── PROVIDED RECORDS ──

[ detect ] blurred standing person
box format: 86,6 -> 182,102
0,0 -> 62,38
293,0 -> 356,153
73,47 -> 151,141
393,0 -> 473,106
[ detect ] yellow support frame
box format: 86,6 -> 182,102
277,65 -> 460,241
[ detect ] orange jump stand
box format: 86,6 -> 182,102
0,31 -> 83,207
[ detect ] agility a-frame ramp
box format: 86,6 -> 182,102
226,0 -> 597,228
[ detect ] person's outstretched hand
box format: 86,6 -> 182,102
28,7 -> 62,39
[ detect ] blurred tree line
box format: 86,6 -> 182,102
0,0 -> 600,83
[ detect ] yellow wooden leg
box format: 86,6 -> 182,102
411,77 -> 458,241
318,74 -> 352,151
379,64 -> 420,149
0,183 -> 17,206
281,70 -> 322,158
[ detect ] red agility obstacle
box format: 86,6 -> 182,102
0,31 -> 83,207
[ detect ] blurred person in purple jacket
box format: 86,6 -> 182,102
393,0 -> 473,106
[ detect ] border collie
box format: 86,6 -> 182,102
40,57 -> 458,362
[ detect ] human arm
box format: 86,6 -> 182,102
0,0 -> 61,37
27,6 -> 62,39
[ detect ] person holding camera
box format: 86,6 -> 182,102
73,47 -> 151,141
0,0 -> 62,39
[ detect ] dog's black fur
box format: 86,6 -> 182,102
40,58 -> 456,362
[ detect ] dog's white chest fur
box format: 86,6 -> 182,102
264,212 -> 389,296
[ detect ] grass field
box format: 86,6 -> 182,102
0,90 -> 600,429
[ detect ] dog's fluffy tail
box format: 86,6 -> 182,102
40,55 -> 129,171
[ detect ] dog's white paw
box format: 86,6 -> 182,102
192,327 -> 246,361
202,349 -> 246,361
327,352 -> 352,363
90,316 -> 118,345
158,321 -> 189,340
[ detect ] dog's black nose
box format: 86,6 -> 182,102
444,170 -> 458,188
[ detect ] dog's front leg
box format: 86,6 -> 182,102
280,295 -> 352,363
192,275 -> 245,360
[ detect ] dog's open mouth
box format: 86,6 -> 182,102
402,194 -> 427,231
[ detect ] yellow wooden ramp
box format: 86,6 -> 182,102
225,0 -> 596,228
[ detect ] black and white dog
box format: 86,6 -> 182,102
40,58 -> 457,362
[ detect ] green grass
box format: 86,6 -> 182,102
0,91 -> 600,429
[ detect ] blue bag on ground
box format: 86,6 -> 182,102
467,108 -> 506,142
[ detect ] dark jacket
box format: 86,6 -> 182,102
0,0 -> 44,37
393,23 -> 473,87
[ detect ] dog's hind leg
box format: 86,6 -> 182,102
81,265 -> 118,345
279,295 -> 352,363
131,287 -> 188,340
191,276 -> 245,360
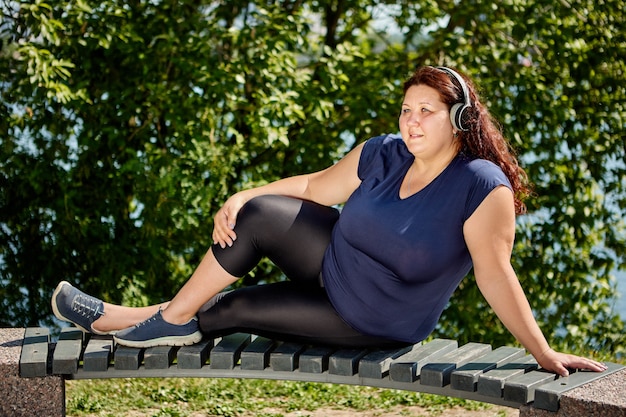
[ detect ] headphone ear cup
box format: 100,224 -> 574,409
450,103 -> 469,131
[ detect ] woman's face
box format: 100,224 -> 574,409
398,84 -> 458,159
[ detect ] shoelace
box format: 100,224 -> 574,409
135,309 -> 161,327
72,294 -> 104,318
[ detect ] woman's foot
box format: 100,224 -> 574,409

───

§ TASK OBJECTIVE
Copy everything from the line containing "[ detect ] agility a-frame ramp" down to the line containing "0,90 -> 600,429", including both of those lines and the requests. Multiply every coordinate in the answers by 0.95 and round each to a whole number, with halves rounding up. Leave the requests and their format samples unchanged.

§ COMPLETE OUTPUT
[ detect ] agility a-frame ramp
box format: 86,6 -> 182,102
215,0 -> 567,217
[ detect ] person's outstretched hand
box format: 86,6 -> 182,102
27,7 -> 59,37
[ detect ] blurred tree line
box format: 86,6 -> 182,102
0,0 -> 570,79
[ detect ] yellow wooden leg
box format: 86,6 -> 182,102
390,73 -> 435,229
302,70 -> 334,143
360,61 -> 399,142
0,174 -> 16,196
267,67 -> 306,150
[ detect ] red agility obstacle
box format: 86,6 -> 182,102
0,29 -> 79,197
[ detect ] blurred person in purple jacket
box format: 86,6 -> 182,102
373,0 -> 449,101
[ detect ] border collie
box format: 86,6 -> 182,102
38,54 -> 435,344
[ detect ] human arm
box format: 86,6 -> 182,102
0,0 -> 58,35
26,6 -> 59,37
[ detect ] person holding camera
box format: 86,6 -> 182,102
69,45 -> 143,134
0,0 -> 59,37
[ detect ] dog's black fur
box format: 86,6 -> 182,102
38,55 -> 433,344
[ detect ] dog's white chest fur
box format: 86,6 -> 182,102
251,201 -> 370,281
[ detect ] grass field
box format: 86,6 -> 182,102
0,86 -> 570,408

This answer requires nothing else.